- What the exercise asks: Could you copy the listing below word for word, from the line containing "of the cabinet" through the line containing "[[514, 231], [435, 242]]", both of those lines included, and nothing else?

- Recorded data:
────────────────
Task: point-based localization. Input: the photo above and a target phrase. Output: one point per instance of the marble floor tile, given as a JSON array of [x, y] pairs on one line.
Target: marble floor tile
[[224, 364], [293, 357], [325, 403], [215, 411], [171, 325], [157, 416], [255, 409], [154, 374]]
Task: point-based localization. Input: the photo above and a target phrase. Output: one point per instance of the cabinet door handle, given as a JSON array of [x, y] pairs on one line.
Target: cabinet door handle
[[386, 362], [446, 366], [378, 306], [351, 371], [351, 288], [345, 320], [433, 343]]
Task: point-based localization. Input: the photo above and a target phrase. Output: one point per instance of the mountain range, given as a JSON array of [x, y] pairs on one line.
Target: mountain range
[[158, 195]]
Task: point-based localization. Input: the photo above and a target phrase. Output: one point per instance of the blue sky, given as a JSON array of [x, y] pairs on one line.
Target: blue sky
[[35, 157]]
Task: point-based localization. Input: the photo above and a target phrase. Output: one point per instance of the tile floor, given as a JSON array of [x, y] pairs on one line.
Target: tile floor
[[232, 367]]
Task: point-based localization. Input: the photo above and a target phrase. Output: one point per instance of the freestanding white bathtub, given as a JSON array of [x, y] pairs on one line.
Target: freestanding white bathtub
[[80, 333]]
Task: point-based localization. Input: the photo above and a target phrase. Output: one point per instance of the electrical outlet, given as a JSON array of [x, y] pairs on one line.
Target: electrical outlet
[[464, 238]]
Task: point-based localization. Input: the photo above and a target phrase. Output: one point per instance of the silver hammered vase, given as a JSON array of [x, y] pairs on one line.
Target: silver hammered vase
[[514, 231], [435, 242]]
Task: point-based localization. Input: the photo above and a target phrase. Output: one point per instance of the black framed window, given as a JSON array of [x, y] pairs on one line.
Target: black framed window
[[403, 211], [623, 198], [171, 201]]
────────────────
- Exercise output:
Task: point-based localization. Input: the photo above and a target phrase. Output: one point per instance of the cabinet door handle, given as a JSON array of [x, y] pairs on one line.
Target: cabinet door handle
[[386, 362], [446, 366], [378, 306], [351, 371], [351, 288], [345, 320], [433, 343]]
Task: point-based localization. Input: the photo above and a target phrase. Output: one point per instance of the mountain range, given as a JSON array of [x, y] pairs on one line.
Target: mountain range
[[158, 195]]
Task: point-based localization. Input: the photo above and a target phrase. Output: one point per instance of the blue sky, given as a JSON array of [x, y] pairs on one line.
Target: blue sky
[[35, 157]]
Task: point-based localization. Input: the photo above and a target phrase. Output: one point per instance of the tile floor, given as a JSON array of [x, y] pairs on one line.
Target: tile floor
[[232, 367]]
Task: point-based localization. Input: the photo above and a target phrase. Output: one point per instance of the freestanding white bathtub, given as a JSON array of [x, y] pairs on one line.
Target: freestanding white bathtub
[[80, 333]]
Task: point-based localization. Input: the photo above and a target phrase. Output: one point per instance of the electrical outlet, given as a JSON array of [x, y] pairs on one line.
Target: electrical outlet
[[464, 238]]
Task: point-based localization. Input: the photo above and a target phrase. Output: one point per instance of the silver hammered vase, given as a JSON array of [x, y] pairs on one line.
Target: silver hammered vase
[[514, 231], [435, 242]]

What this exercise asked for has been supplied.